:: Problem to solve ::
Hunt for the word "reflected" across the entries below, copying each line that holds it.

[Data excerpts]

----------------

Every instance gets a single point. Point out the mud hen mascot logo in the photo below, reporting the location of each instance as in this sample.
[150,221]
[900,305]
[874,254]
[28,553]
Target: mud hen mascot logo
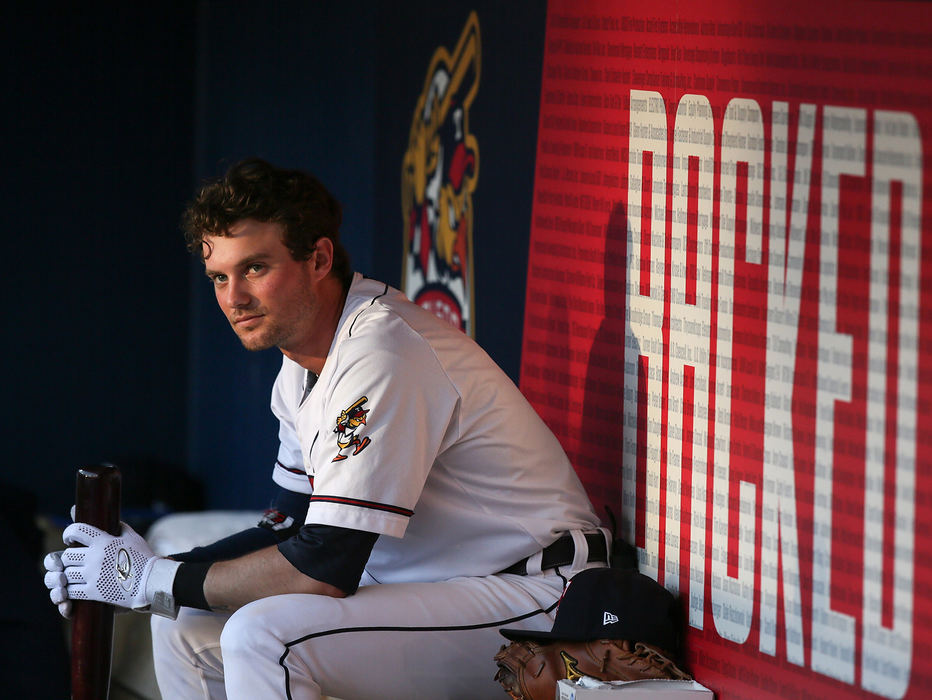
[439,175]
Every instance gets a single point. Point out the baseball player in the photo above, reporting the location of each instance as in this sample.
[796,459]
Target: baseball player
[422,504]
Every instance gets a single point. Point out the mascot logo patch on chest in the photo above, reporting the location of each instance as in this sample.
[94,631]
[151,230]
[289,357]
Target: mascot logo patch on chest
[350,421]
[439,175]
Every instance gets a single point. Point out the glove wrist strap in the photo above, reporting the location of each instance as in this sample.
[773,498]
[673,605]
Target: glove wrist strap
[159,588]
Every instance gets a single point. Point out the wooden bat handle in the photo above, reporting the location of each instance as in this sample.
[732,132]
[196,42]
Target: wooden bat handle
[97,503]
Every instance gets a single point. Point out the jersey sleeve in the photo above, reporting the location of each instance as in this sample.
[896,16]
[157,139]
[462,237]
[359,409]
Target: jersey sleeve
[289,471]
[387,413]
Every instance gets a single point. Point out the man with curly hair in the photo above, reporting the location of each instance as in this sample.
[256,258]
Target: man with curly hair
[422,504]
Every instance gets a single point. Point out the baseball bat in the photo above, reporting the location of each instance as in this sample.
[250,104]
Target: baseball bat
[97,503]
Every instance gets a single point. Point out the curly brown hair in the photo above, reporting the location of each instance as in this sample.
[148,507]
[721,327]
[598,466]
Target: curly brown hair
[255,189]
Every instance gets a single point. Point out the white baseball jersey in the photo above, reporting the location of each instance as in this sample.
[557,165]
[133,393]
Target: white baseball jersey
[413,432]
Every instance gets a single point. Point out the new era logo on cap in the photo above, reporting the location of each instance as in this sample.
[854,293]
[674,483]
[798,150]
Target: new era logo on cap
[644,611]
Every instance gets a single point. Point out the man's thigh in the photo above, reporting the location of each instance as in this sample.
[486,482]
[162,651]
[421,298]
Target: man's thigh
[431,640]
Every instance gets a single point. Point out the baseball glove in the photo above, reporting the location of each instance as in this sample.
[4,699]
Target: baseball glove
[530,671]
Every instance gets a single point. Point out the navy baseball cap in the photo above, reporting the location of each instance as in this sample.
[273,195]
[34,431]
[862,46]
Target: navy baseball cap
[611,603]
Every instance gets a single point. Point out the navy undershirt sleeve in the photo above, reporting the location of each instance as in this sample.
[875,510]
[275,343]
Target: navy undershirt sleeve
[334,555]
[281,521]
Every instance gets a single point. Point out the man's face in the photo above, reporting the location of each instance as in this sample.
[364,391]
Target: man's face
[266,295]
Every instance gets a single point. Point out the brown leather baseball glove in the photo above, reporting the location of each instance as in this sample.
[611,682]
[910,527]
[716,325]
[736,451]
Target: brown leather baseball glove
[530,671]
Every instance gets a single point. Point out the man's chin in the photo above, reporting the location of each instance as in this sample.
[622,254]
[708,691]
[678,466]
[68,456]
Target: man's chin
[256,343]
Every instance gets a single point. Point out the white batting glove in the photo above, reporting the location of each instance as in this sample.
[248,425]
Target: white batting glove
[118,570]
[56,582]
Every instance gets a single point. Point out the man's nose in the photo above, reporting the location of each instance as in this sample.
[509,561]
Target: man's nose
[236,293]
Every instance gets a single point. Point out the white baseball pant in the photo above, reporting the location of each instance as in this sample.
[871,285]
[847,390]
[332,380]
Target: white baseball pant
[404,641]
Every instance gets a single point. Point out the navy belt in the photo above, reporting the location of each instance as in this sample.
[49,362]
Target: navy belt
[561,553]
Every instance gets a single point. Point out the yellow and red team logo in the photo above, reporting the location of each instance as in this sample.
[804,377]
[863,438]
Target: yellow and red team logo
[348,424]
[439,174]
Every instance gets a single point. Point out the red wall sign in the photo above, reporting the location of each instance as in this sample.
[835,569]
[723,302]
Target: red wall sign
[729,322]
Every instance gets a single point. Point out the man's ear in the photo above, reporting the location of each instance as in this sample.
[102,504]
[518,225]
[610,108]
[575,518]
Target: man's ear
[322,257]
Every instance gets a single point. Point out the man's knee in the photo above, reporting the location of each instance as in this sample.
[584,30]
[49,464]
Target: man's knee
[266,626]
[192,630]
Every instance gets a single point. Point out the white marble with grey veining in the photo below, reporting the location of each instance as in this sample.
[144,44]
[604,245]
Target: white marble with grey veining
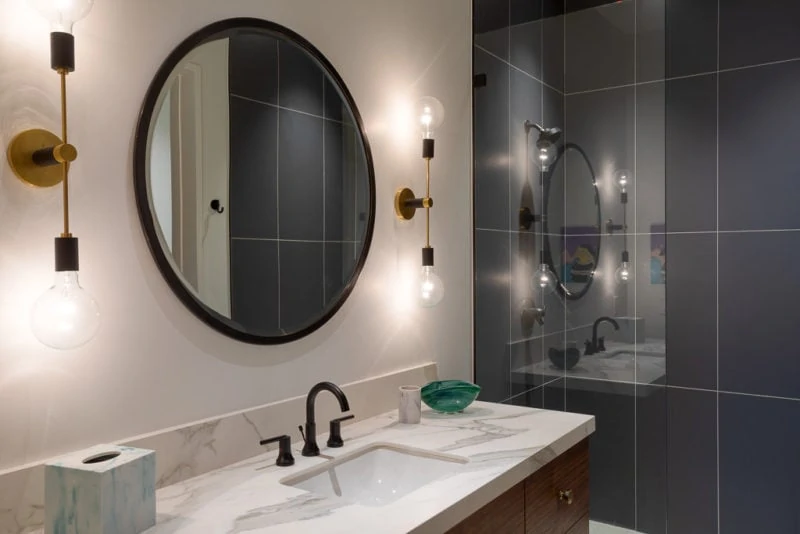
[503,445]
[196,448]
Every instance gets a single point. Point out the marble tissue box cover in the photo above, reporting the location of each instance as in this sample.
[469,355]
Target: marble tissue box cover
[106,489]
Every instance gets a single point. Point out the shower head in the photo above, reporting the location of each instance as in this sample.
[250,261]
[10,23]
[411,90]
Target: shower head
[545,144]
[548,135]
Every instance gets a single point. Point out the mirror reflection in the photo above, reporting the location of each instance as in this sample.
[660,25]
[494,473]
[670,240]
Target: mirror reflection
[573,235]
[259,183]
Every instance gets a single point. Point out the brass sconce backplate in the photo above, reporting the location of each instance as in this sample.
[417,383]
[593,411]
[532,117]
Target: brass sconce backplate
[20,153]
[402,204]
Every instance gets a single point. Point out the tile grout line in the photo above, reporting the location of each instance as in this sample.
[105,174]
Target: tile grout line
[684,76]
[514,67]
[719,513]
[278,180]
[284,108]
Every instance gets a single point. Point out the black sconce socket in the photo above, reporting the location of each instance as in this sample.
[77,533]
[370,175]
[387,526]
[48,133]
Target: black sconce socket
[427,257]
[66,254]
[62,52]
[427,148]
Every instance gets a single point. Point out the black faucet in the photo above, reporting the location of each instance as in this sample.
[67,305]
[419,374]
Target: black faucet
[598,345]
[311,448]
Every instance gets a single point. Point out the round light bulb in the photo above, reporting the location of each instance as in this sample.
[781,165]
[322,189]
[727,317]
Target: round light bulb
[544,280]
[623,274]
[431,288]
[65,316]
[545,155]
[62,14]
[430,113]
[623,179]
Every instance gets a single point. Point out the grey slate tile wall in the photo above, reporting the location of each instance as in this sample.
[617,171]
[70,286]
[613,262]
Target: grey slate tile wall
[699,98]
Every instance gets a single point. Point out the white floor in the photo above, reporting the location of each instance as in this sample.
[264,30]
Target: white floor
[602,528]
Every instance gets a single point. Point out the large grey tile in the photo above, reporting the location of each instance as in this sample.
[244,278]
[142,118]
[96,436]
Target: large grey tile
[490,23]
[253,188]
[491,144]
[651,459]
[553,44]
[691,154]
[340,263]
[692,461]
[254,286]
[491,315]
[772,24]
[600,47]
[676,38]
[758,136]
[757,313]
[612,447]
[759,465]
[301,284]
[692,310]
[300,176]
[526,47]
[301,80]
[651,160]
[253,68]
[602,125]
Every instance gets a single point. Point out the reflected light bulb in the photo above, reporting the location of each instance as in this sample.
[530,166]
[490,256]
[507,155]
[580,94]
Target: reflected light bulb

----------------

:: Output of the exercise ::
Every instance gets a single point. Point out the reflected light bulb in the photo above, reporting the location of each instance as in this sample.
Target: reflected light bulb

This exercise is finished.